■ **TO DO**
In the data that follows, each entry is to be restated exactly.

-------- DATA

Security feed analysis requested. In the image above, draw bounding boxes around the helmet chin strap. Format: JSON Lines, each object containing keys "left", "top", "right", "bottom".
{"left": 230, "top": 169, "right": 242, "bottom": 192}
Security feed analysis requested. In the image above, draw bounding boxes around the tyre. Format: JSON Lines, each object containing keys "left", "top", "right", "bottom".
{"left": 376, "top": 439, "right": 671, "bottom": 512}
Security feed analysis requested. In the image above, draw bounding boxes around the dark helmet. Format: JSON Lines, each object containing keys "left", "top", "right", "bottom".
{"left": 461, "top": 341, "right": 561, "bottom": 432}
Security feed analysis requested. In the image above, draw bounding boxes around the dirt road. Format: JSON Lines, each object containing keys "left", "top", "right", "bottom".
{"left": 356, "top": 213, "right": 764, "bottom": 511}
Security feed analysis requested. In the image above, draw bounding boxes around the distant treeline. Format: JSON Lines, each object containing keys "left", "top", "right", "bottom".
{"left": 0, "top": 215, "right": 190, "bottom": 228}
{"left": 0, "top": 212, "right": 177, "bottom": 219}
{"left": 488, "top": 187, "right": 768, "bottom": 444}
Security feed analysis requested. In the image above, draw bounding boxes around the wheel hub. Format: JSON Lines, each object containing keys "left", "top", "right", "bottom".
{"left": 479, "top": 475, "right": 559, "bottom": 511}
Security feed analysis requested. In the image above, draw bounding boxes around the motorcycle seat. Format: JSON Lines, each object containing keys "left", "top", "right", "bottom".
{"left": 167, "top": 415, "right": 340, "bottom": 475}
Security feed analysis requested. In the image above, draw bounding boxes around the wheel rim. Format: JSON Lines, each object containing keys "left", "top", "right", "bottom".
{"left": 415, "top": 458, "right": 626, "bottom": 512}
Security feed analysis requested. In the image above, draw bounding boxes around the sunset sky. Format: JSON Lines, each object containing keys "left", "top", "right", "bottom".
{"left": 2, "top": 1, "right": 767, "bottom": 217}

----------------

■ **OUTPUT FOR THIS EXERCISE**
Security feed analysis requested. In the image above, draw bounding boxes around the helmet chin strap. Format: JSON Lines, each object containing keys "left", "top", "right", "bottom".
{"left": 230, "top": 169, "right": 242, "bottom": 192}
Security feed analysis requested. In the image above, draw bounding boxes around the tyre. Format: JSON Lines, each object containing keys "left", "top", "right", "bottom".
{"left": 376, "top": 439, "right": 671, "bottom": 512}
Security feed analysis requested. In the image above, draw bounding boxes around the dark helmet. Format: JSON Lines, each object containing keys "left", "top", "right", "bottom".
{"left": 461, "top": 341, "right": 561, "bottom": 432}
Security feed analysis requested. In the image above, draw bounding boxes around the dirt road. Format: JSON Lines, each object containing keys "left", "top", "right", "bottom".
{"left": 356, "top": 213, "right": 764, "bottom": 511}
Security feed analysis requested. In the image above, draw bounding boxes around the distant treeline. Format: JSON Lines, each object containing keys "left", "top", "right", "bottom".
{"left": 0, "top": 215, "right": 190, "bottom": 228}
{"left": 0, "top": 212, "right": 177, "bottom": 219}
{"left": 488, "top": 187, "right": 768, "bottom": 444}
Security feed analysis requested. In the image above, draw bounding boxes around the wheel hub. Format: JSON Lines, each object containing keys "left", "top", "right", "bottom".
{"left": 479, "top": 475, "right": 559, "bottom": 511}
Security feed analysis requested. In the image above, draw bounding boxes around the motorcycle seat. Format: JSON Lines, each object containing keys "left", "top", "right", "bottom".
{"left": 167, "top": 415, "right": 340, "bottom": 475}
Security feed analysis requested. In the image above, draw bounding boxes around the wheel rim. Format: JSON Lines, each object containing keys "left", "top", "right", "bottom".
{"left": 415, "top": 458, "right": 626, "bottom": 512}
Security feed analysis requested. In the image above, draw bounding boxes around the sunset sky. Format: JSON Lines, each object containing keys "left", "top", "right", "bottom".
{"left": 2, "top": 1, "right": 767, "bottom": 217}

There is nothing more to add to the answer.